TASK DIRECTIONS:
Without the pictures, retype each line below exactly as it stands.

Point-per-instance localization data:
━━━━━━

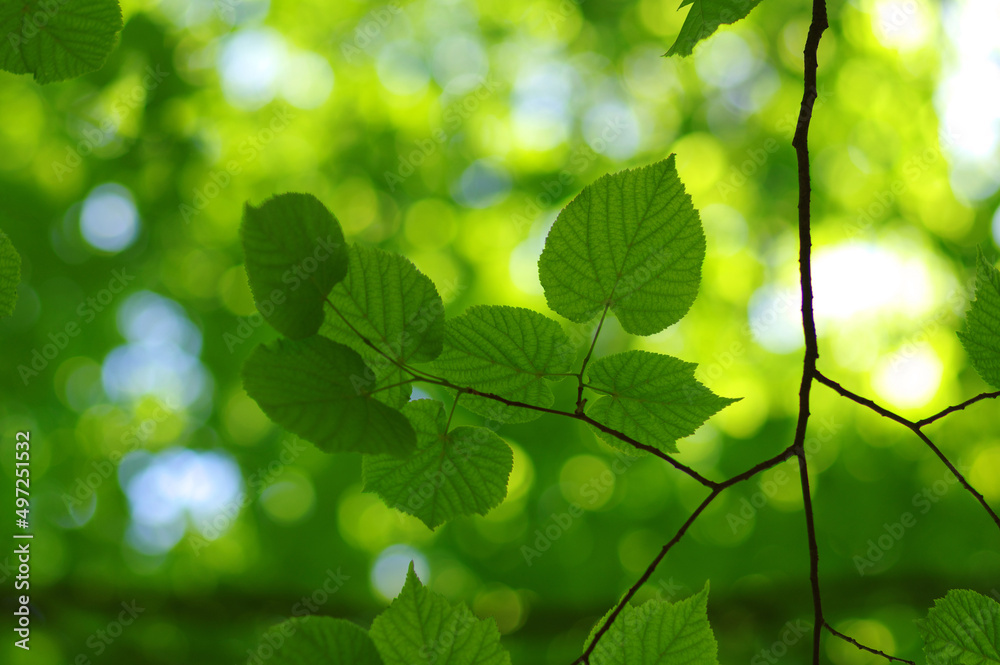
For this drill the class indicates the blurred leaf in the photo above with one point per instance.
(654, 398)
(507, 351)
(981, 334)
(704, 18)
(57, 40)
(309, 387)
(658, 633)
(10, 275)
(631, 241)
(462, 472)
(295, 253)
(393, 305)
(315, 640)
(422, 626)
(963, 628)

━━━━━━

RESPONSE:
For this drill the class indicates the blurred leaf in the photo above with one point per instance.
(654, 398)
(507, 351)
(981, 334)
(704, 18)
(57, 40)
(309, 387)
(658, 633)
(10, 275)
(631, 241)
(462, 472)
(295, 253)
(393, 305)
(315, 640)
(422, 626)
(963, 628)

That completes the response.